Williams reached her third major semifinal of the season — something she last did 15 years ago — by edging twotime Wimbledon champion Petra Kvitova 6-3, 3-6, 7-6 (2) on Tuesday night to a soundtrack of thunderous partisan support under a closed roof at Arthur Ashe Stadium.

“Definitely felt like a special match. No easy moments, not easy to hold serve or break serve,” Williams said. “This match meant a lot to me, obviously, playing at home and, of course, it being a major.”

Williams, 37, who won

titles at Flushing Meadows way back in 2000 and 2001, trailed 3-1 in the third set before digging out of the hole with a little help: Kvitova’s eighth double-fault handed over the break that made it 3-3.

And Kvitova’s ninth double-fault got Williams to match point in the tiebreaker.

“Sometimes you have opportunit­ies, and sometimes you take them and you don’t, but it’s not like you get opportunit­y after opportunit­y after opportunit­y in these sorts of matches,” Williams said. “You have to take the ones you have.”

She will face unseeded Sloane Stephens on Thursday in the first all-American women’s semifinal in New York since 2002. Stephens advanced earlier Tuesday with a 6-3, 3-6, 7-6 (4) victory over 16th-seeded Anastasija Sevastova of Latvia. It is Stephens’ deepest run at any major since 2013 and the apex of a recovery from foot surgery in January.

There could be another U.S. vs. U.S. semifinal on the other side of the draw: 15th-seeded Madison Keys and 20th-seeded CoCo Vandeweghe play their quarterfin­als today.

Kvitova, seeded 13th, was hoping to prolong her comeback from a knife attack less than nine months ago by reaching the first U.S. Open semifinal of her career. She needed surgery on her racket-holding hand after she was cut by an intruder at her home in the Czech Republic in December. Kvitova has said she still does not have full strength in her left hand. But she was often at her powerful best against No. 9 Williams, especially in the last two sets, repeatedly delivering big, flat forehands.

#####

What you need to do:
A - According to the tennis report, which player will Williams face in the semifinal, and on what day?
B - Pick up the tennis report after its last sentence and keep writing.

Supplied records:
#####

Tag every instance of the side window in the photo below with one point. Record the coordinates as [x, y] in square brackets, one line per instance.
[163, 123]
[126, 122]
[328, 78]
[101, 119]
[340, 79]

#####

Results of the exercise:
A - She will face unseeded Sloane Stephens on Thursday.

B -
Neither woman played with a ton of subtlety, mainly trading stinging groundstro­kes from the baseline on exchanges that grew in intensity as the 2-hour, 34-minute encounter went along.

“I had my chances,” Kvitova said. “Kind of.”

Williams, who revealed in 2011 she had been diagnosed with an energy-sapping autoimmune disease, is the oldest women’s semifinali­st at a major tournament since Martina Navratilov­a at Wimbledon in 1994.

Stephens, ranked 83rd, has won 13 of her past 15 matches, all on hard courts, reaching the semifinals at three consecutiv­e tournament­s for the only time in her career.

“It was just kind of, like, eye-opening,” Stephens added. “When I wasn’t playing, like, of course I loved my time off, but when I got back to playing tennis, it was, like, this is where I want to be. This is what I love doing.”

In the men’s quarterfin­als Tuesday, 12th-seeded Pablo Carreno Busta of Spain had no trouble beating No. 29 Diego Schwartzma­n of Argentina 6-4, 6-4, 6-2. It was Carreno Busta’s first match of the tournament against an opponent who was not a qualifier.

Carreno Busta’s debut in a Grand Slam semifinal will come Friday against No. 17 Sam Querrey of the U.S. or No. 28 Kevin Anderson of South Africa, who were scheduled to play late Tuesday night.

“I know that I didn’t win matches against top players — top-10 or top-20 players,” Carreno Busta said, “but I am very happy with my tournament.”